# [Set exercise]
Find every line in the records below that contains the string "house", matching case, and copy each of those lines out.

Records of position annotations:
··········
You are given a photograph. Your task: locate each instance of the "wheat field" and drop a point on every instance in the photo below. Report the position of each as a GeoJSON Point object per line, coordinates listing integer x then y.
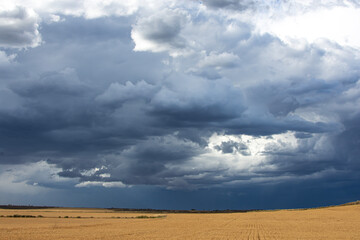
{"type": "Point", "coordinates": [341, 222]}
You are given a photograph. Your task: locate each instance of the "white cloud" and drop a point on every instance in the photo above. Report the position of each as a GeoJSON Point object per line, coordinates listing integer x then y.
{"type": "Point", "coordinates": [101, 184]}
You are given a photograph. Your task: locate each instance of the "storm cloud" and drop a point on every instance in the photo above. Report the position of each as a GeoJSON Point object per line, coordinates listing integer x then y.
{"type": "Point", "coordinates": [178, 97]}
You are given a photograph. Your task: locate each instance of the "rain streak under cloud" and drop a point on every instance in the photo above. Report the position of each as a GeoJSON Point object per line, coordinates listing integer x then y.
{"type": "Point", "coordinates": [179, 104]}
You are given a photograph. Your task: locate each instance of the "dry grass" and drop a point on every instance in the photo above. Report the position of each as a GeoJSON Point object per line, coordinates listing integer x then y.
{"type": "Point", "coordinates": [342, 222]}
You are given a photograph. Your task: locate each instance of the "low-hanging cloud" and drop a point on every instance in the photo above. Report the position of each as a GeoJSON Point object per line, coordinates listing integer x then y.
{"type": "Point", "coordinates": [179, 97]}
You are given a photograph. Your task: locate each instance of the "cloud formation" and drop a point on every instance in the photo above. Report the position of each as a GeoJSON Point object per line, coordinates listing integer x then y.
{"type": "Point", "coordinates": [189, 95]}
{"type": "Point", "coordinates": [19, 28]}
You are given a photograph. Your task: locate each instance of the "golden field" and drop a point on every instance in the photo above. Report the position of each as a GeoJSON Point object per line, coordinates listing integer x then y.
{"type": "Point", "coordinates": [341, 222]}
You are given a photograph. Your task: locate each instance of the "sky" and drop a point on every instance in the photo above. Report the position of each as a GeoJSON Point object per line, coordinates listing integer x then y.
{"type": "Point", "coordinates": [214, 104]}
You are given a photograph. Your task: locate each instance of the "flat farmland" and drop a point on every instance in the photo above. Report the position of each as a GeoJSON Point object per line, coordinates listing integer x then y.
{"type": "Point", "coordinates": [341, 222]}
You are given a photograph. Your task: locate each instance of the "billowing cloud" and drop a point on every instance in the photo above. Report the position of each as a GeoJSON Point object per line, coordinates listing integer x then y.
{"type": "Point", "coordinates": [184, 95]}
{"type": "Point", "coordinates": [19, 27]}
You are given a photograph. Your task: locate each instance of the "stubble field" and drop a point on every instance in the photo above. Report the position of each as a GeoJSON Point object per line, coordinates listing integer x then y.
{"type": "Point", "coordinates": [342, 222]}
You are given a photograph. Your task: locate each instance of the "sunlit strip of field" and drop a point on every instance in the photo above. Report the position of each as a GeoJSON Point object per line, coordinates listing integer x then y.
{"type": "Point", "coordinates": [342, 222]}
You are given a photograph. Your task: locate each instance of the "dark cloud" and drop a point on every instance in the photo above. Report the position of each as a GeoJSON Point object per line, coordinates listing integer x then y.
{"type": "Point", "coordinates": [19, 28]}
{"type": "Point", "coordinates": [232, 147]}
{"type": "Point", "coordinates": [93, 111]}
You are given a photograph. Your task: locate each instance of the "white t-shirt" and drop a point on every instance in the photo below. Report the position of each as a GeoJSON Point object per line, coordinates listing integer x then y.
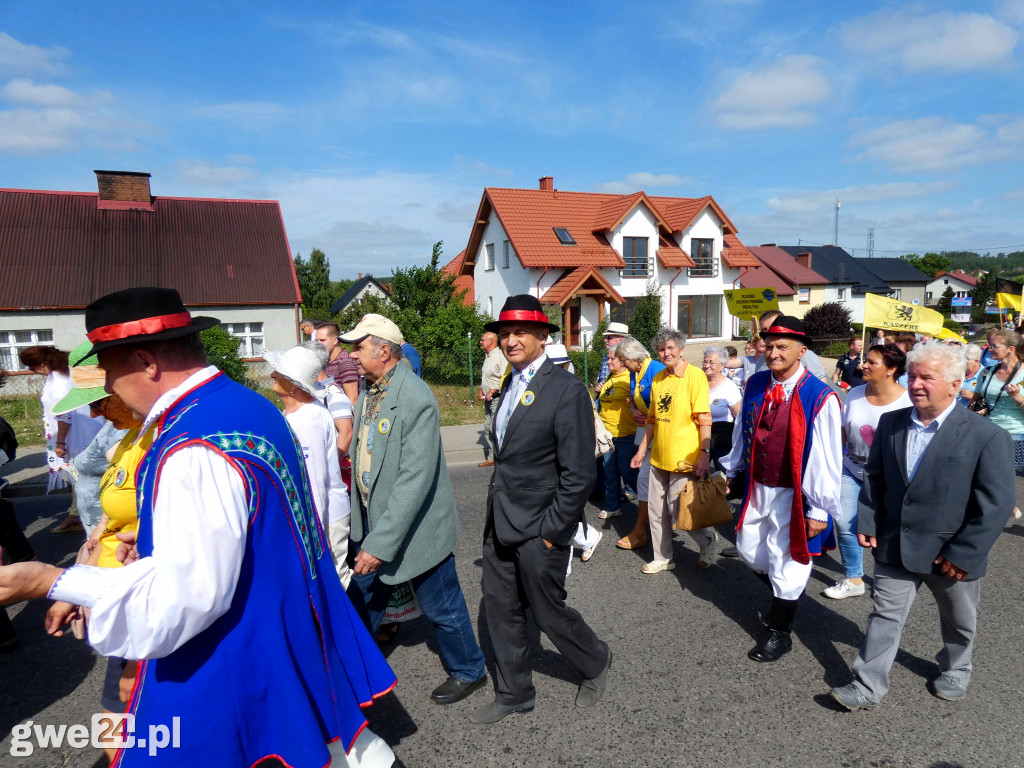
{"type": "Point", "coordinates": [314, 428]}
{"type": "Point", "coordinates": [860, 419]}
{"type": "Point", "coordinates": [723, 396]}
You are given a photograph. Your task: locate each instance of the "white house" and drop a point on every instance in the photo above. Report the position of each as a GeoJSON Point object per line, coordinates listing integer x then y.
{"type": "Point", "coordinates": [593, 255]}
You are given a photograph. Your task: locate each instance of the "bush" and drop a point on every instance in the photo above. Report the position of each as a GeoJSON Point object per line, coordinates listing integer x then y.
{"type": "Point", "coordinates": [222, 351]}
{"type": "Point", "coordinates": [829, 321]}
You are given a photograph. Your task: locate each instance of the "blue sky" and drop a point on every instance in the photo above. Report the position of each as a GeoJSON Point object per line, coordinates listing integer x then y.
{"type": "Point", "coordinates": [378, 125]}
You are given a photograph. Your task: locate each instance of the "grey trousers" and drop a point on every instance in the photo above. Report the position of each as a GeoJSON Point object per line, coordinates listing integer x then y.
{"type": "Point", "coordinates": [489, 408]}
{"type": "Point", "coordinates": [895, 590]}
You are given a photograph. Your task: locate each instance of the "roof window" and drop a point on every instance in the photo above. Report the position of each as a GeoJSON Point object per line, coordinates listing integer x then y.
{"type": "Point", "coordinates": [563, 236]}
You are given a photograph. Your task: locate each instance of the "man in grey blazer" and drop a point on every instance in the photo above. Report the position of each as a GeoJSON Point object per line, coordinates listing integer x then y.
{"type": "Point", "coordinates": [544, 471]}
{"type": "Point", "coordinates": [403, 515]}
{"type": "Point", "coordinates": [938, 488]}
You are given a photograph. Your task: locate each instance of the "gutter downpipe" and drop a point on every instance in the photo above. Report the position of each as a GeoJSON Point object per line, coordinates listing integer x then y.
{"type": "Point", "coordinates": [670, 293]}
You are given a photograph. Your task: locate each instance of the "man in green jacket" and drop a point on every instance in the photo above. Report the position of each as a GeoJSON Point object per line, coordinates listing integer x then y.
{"type": "Point", "coordinates": [404, 523]}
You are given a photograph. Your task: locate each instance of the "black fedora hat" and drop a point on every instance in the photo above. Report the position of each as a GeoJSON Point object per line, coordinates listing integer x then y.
{"type": "Point", "coordinates": [786, 327]}
{"type": "Point", "coordinates": [521, 308]}
{"type": "Point", "coordinates": [139, 314]}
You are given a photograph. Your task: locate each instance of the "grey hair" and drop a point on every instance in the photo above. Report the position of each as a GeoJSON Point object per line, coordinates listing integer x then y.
{"type": "Point", "coordinates": [631, 349]}
{"type": "Point", "coordinates": [723, 355]}
{"type": "Point", "coordinates": [950, 358]}
{"type": "Point", "coordinates": [376, 342]}
{"type": "Point", "coordinates": [323, 356]}
{"type": "Point", "coordinates": [665, 335]}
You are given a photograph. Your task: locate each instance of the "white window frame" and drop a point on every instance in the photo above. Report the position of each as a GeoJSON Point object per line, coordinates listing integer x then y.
{"type": "Point", "coordinates": [9, 345]}
{"type": "Point", "coordinates": [252, 342]}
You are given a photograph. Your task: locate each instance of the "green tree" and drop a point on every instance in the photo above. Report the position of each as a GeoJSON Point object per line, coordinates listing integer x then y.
{"type": "Point", "coordinates": [945, 305]}
{"type": "Point", "coordinates": [982, 295]}
{"type": "Point", "coordinates": [931, 263]}
{"type": "Point", "coordinates": [647, 317]}
{"type": "Point", "coordinates": [222, 351]}
{"type": "Point", "coordinates": [314, 284]}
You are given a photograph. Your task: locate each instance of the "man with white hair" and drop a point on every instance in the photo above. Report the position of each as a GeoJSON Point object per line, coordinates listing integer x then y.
{"type": "Point", "coordinates": [938, 487]}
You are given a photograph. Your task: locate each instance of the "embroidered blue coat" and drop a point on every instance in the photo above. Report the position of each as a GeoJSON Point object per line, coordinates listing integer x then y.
{"type": "Point", "coordinates": [288, 668]}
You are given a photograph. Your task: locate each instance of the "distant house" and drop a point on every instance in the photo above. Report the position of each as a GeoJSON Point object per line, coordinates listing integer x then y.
{"type": "Point", "coordinates": [593, 255]}
{"type": "Point", "coordinates": [798, 286]}
{"type": "Point", "coordinates": [849, 280]}
{"type": "Point", "coordinates": [360, 288]}
{"type": "Point", "coordinates": [61, 250]}
{"type": "Point", "coordinates": [962, 283]}
{"type": "Point", "coordinates": [905, 282]}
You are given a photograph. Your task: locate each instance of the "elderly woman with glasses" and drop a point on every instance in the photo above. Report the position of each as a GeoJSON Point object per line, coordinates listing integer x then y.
{"type": "Point", "coordinates": [725, 402]}
{"type": "Point", "coordinates": [678, 432]}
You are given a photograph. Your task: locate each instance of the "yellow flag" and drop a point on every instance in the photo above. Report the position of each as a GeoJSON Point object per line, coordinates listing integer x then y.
{"type": "Point", "coordinates": [898, 315]}
{"type": "Point", "coordinates": [748, 301]}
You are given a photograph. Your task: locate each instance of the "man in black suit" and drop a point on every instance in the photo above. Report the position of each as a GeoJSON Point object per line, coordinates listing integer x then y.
{"type": "Point", "coordinates": [544, 471]}
{"type": "Point", "coordinates": [938, 488]}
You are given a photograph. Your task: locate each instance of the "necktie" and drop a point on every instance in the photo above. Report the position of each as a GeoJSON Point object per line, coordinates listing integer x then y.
··········
# [The answer]
You are given a photograph. Your task: locate each instance of the "white house" and drop a point on every instance in the photo above. Report the position of each as a GeoJSON Point object per line, coordinates listing integer x then y.
You are given a photograph. Your task: locate each instance of the "distant house" and drop a point on every instance in the photo above. Report the position of each as a GeoJSON Point object per line, coordinates listing integer x then y.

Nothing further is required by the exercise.